Can you copy the part of the April weather post that opens with "April in Transition" and closes with "be 83 degrees.", putting "rain" in place of "flurries"?
** Start of Document segment **
April in Transition


Happy April.  Our weather is still very much a study in contrasts — much colder than usual, with sunshine and flurries.  I’ve been jokingly calling it “spinter.”  I suspect this is one of the years we will bypass spring in D.C. and go directly to summer.  I’ll walk out the door in my Polarfleece jacket one fine morning later this month and it will be 83 degrees.

In the spirit of the changeable weather, here’s a candy samples post on fragrances with sharp contrasts: old version vs. new (the first); top vs. bottom (second) and expectation vs. reality (third.)
** End of Document segment **
** Start of Given data **
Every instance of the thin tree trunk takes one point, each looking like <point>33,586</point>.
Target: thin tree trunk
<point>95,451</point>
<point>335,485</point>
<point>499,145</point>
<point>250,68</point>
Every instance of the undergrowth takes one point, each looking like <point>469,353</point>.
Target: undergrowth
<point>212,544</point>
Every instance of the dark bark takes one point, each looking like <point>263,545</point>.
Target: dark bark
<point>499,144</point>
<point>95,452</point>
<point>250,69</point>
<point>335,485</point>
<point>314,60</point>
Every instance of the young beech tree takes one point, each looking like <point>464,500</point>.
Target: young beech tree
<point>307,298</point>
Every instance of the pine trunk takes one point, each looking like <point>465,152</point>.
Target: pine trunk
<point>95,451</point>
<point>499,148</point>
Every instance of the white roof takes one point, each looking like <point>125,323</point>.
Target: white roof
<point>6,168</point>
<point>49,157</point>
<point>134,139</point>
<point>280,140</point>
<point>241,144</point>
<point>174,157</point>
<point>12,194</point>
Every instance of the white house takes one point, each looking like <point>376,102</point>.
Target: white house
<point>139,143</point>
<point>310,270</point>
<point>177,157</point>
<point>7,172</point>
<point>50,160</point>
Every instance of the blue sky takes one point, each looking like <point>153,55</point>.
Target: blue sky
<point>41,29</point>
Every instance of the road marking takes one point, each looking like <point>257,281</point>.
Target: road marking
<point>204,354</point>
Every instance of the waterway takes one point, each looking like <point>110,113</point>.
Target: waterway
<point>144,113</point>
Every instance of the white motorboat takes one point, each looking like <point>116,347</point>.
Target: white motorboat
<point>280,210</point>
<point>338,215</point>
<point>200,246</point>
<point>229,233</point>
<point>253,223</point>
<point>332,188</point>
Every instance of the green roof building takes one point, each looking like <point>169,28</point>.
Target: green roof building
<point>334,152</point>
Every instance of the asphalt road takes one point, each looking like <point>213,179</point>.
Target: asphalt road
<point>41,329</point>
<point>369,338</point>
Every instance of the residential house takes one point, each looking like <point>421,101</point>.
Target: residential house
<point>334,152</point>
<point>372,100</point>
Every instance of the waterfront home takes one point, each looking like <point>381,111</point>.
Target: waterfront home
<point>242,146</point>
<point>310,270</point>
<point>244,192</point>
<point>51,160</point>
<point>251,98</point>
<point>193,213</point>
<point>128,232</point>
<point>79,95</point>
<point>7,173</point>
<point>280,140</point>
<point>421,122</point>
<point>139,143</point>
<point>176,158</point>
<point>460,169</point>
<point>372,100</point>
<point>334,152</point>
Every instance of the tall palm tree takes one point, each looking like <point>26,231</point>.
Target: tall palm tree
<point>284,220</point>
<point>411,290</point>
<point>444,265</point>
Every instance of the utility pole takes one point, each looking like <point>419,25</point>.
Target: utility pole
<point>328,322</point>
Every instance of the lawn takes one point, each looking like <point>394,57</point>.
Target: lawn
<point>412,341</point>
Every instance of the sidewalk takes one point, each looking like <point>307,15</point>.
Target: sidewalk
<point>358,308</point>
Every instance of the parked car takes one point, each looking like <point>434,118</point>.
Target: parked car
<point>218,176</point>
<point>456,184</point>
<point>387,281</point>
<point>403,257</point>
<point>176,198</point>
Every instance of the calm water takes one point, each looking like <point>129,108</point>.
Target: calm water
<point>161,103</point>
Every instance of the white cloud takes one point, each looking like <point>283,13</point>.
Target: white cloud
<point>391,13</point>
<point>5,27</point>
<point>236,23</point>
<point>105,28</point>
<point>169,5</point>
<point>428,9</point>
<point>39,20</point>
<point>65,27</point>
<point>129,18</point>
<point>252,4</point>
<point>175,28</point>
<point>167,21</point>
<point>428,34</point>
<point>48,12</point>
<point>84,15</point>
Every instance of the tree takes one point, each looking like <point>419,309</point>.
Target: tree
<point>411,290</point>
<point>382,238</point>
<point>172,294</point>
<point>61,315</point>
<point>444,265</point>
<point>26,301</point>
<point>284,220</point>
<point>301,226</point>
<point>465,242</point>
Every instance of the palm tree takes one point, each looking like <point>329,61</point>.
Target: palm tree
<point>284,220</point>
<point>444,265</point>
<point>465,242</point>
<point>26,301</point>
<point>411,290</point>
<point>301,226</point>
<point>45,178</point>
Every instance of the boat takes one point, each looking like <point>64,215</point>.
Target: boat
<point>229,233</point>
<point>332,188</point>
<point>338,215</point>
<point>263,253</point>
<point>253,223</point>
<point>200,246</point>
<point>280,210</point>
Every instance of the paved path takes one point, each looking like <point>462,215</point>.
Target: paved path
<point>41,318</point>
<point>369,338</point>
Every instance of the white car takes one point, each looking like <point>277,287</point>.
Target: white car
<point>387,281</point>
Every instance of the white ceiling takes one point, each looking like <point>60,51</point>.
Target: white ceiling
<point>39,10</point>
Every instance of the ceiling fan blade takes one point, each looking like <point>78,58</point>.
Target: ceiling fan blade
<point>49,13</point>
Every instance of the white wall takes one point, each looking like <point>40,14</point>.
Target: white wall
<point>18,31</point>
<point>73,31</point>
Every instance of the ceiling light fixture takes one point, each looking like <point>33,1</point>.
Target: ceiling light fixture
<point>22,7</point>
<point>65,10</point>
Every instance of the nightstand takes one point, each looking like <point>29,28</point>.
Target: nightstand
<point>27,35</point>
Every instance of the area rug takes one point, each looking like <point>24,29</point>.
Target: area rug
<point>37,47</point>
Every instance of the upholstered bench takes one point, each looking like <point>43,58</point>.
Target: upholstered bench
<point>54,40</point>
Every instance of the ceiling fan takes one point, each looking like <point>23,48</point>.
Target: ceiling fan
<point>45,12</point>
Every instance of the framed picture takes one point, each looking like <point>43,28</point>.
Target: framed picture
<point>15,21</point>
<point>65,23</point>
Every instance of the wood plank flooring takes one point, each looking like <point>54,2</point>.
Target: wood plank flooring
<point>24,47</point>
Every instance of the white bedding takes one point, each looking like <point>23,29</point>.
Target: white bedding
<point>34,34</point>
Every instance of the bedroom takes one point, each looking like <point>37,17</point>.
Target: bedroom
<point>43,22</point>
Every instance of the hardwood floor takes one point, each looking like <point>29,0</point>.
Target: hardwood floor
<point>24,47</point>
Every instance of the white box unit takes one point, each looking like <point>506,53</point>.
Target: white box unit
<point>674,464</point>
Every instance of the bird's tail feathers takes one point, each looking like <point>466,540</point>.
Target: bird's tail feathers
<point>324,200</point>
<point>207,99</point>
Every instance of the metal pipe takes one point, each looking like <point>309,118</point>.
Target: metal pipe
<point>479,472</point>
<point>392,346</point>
** End of Given data **
◆ Finished exercise ◆
April in Transition


Happy April.  Our weather is still very much a study in contrasts — much colder than usual, with sunshine and rain.  I’ve been jokingly calling it “spinter.”  I suspect this is one of the years we will bypass spring in D.C. and go directly to summer.  I’ll walk out the door in my Polarfleece jacket one fine morning later this month and it will be 83 degrees.